#### [Text segment]
++++++

2003-05-27, Crystal Palace National Sports Arena, London, England
The Rising Tour
Appr. 3 hours. "Born in the USA" is done solo acoustic.
Were you there? Write about it!
Magnus Lauglo wrote: Sure enough, Bruce emerged at about 725pm alone with a black 12 string. He went straight into BUSA. He had soundchecked part of it either that day or the day before, so it was no huge surprise, but a nice change anyway. It sounds much like the version we are all familiar with on the LINYC album, but has some very fast strumming at the end. It was nice to hear a different song to open, but I must say Ryancoke is comepletely right about these acoustic opener. The song does not work very well at all as an opener. Back in 93, Bruce opened with maybe 3 acoustic numbers with Roy, and I think that worked very well. But for whatever reason, the acoustic BUSA is no great opener for an ESB show like this. If Bruce wants to play it, he should do it later in the set, and if he wants to shake up the opening slot, he should feel welcome to use any one of his many rock songs, from No Surrender to FOUTR. But barring that, The Rising works just fine. BUSA was the most political Bruce ever got throughout the show, as on the first night in London, he would hardly speak at all between songs.

++++++

#### [Dataset entries]
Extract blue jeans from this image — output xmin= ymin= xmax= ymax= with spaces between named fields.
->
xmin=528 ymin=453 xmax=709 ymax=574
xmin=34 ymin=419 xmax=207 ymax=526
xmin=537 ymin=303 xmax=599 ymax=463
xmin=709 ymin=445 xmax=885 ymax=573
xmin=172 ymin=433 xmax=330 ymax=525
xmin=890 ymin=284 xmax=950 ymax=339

++++++

#### [What is asked]
**1.** Retype the part of the concert review from "2003-05-27, Crystal Palace" to "Write about it!".
**2.** Echo the records from their first line to the line with "xmin=172 ymin=433 xmax=330 ymax=525", both included.
The records are unrelated to the concert review.

#### [Results in order]
**1.**
2003-05-27, Crystal Palace National Sports Arena, London, England
The Rising Tour
Appr. 3 hours. "Born in the USA" is done solo acoustic.
Were you there? Write about it!

**2.**
Extract blue jeans from this image — output xmin= ymin= xmax= ymax= with spaces between named fields.
->
xmin=528 ymin=453 xmax=709 ymax=574
xmin=34 ymin=419 xmax=207 ymax=526
xmin=537 ymin=303 xmax=599 ymax=463
xmin=709 ymin=445 xmax=885 ymax=573
xmin=172 ymin=433 xmax=330 ymax=525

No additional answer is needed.